Excerpts of pointing data:
━━━━━━━━━━
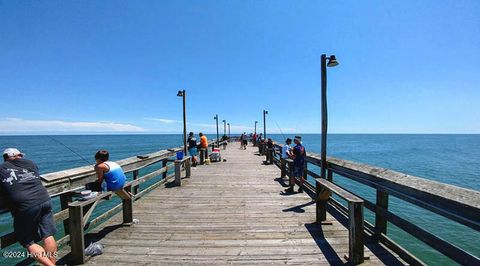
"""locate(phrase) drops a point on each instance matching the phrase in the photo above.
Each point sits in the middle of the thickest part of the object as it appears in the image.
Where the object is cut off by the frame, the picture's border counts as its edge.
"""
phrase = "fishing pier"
(237, 212)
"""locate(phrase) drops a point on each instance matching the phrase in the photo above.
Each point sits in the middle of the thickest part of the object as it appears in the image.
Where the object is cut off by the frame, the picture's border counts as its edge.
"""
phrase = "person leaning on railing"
(112, 173)
(298, 164)
(30, 205)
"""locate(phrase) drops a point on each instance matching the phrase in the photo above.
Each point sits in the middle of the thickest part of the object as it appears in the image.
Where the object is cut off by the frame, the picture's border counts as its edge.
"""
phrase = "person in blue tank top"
(111, 173)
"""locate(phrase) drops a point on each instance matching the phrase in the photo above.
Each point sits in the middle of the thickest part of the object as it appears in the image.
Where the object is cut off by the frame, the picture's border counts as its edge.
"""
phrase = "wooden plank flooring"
(232, 212)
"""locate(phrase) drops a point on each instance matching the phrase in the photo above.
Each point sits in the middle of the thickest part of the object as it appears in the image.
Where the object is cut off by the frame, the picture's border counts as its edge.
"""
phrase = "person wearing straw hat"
(29, 202)
(111, 173)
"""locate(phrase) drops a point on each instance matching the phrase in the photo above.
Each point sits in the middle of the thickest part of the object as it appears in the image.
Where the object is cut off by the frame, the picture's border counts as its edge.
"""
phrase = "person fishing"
(30, 206)
(112, 173)
(192, 148)
(299, 154)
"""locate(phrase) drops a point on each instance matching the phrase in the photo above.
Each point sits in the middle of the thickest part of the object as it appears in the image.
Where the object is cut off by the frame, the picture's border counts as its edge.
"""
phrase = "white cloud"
(164, 121)
(18, 125)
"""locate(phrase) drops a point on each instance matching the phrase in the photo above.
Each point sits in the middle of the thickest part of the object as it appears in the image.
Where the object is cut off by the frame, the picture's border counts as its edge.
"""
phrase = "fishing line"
(59, 142)
(280, 130)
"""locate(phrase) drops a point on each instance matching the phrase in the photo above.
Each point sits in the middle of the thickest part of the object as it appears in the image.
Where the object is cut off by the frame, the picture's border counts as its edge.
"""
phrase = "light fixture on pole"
(183, 94)
(264, 124)
(216, 118)
(332, 61)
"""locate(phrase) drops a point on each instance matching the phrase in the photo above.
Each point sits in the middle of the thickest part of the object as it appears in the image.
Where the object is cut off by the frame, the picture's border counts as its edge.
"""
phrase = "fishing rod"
(59, 142)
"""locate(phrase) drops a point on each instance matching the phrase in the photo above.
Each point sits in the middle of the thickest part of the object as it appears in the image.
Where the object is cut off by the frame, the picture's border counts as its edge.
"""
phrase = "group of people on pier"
(31, 207)
(296, 153)
(22, 191)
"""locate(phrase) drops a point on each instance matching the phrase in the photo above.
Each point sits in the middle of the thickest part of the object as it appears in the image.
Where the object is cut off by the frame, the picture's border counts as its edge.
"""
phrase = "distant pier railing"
(456, 204)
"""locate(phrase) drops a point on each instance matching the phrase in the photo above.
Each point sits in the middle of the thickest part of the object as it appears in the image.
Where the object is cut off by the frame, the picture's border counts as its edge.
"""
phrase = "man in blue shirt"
(298, 163)
(28, 200)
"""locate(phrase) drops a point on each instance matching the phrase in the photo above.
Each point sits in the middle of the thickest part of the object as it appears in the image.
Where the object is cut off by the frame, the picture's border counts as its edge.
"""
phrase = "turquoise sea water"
(452, 159)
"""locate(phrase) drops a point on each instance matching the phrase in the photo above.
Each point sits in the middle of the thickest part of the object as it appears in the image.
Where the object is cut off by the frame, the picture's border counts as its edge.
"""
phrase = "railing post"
(135, 177)
(164, 164)
(380, 219)
(65, 198)
(178, 180)
(77, 243)
(329, 175)
(355, 232)
(323, 195)
(127, 205)
(188, 168)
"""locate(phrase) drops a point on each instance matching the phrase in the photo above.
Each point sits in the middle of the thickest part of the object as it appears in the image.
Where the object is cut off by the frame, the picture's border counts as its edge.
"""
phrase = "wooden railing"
(454, 203)
(75, 214)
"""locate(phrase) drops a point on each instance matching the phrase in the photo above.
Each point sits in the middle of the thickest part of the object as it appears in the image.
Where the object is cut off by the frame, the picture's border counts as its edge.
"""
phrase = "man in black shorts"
(28, 200)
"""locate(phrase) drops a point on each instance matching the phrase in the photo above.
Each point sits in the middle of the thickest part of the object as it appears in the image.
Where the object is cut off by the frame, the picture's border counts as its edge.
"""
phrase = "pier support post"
(127, 206)
(355, 232)
(64, 200)
(380, 219)
(77, 243)
(178, 180)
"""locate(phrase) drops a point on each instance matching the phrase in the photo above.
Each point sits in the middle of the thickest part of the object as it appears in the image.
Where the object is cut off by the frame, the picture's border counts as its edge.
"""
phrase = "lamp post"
(332, 61)
(182, 94)
(224, 127)
(264, 124)
(216, 118)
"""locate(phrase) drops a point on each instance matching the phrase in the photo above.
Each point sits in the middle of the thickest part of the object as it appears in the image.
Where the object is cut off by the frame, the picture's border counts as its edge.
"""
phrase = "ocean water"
(452, 159)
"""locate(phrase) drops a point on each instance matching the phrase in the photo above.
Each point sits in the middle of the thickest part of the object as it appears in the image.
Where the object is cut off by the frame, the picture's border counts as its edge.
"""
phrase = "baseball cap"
(12, 152)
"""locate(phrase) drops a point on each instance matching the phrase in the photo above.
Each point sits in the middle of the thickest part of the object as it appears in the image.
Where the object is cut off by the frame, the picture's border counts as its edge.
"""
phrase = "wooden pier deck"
(232, 212)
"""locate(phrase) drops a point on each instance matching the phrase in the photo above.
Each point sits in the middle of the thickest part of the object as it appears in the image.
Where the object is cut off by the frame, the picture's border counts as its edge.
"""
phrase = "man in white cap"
(298, 164)
(30, 205)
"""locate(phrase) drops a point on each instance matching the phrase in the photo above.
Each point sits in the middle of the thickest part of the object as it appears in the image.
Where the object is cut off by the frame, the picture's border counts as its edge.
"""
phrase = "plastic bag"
(94, 249)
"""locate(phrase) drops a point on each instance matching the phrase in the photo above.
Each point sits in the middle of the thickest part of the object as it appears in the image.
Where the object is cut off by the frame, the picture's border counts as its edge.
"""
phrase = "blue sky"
(116, 66)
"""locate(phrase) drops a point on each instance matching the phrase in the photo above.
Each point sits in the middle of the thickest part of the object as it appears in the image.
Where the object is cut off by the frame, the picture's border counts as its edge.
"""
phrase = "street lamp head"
(332, 61)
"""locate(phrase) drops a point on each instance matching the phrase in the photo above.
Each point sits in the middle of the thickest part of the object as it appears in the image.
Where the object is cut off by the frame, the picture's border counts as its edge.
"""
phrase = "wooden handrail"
(455, 203)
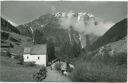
━━━━━━━━━━
Collect every line of the listing above that contains the string "railing", matching case exactly.

phrase = "person leaning on railing"
phrase = "distant pier railing"
phrase = "railing post"
phrase = "wooden railing"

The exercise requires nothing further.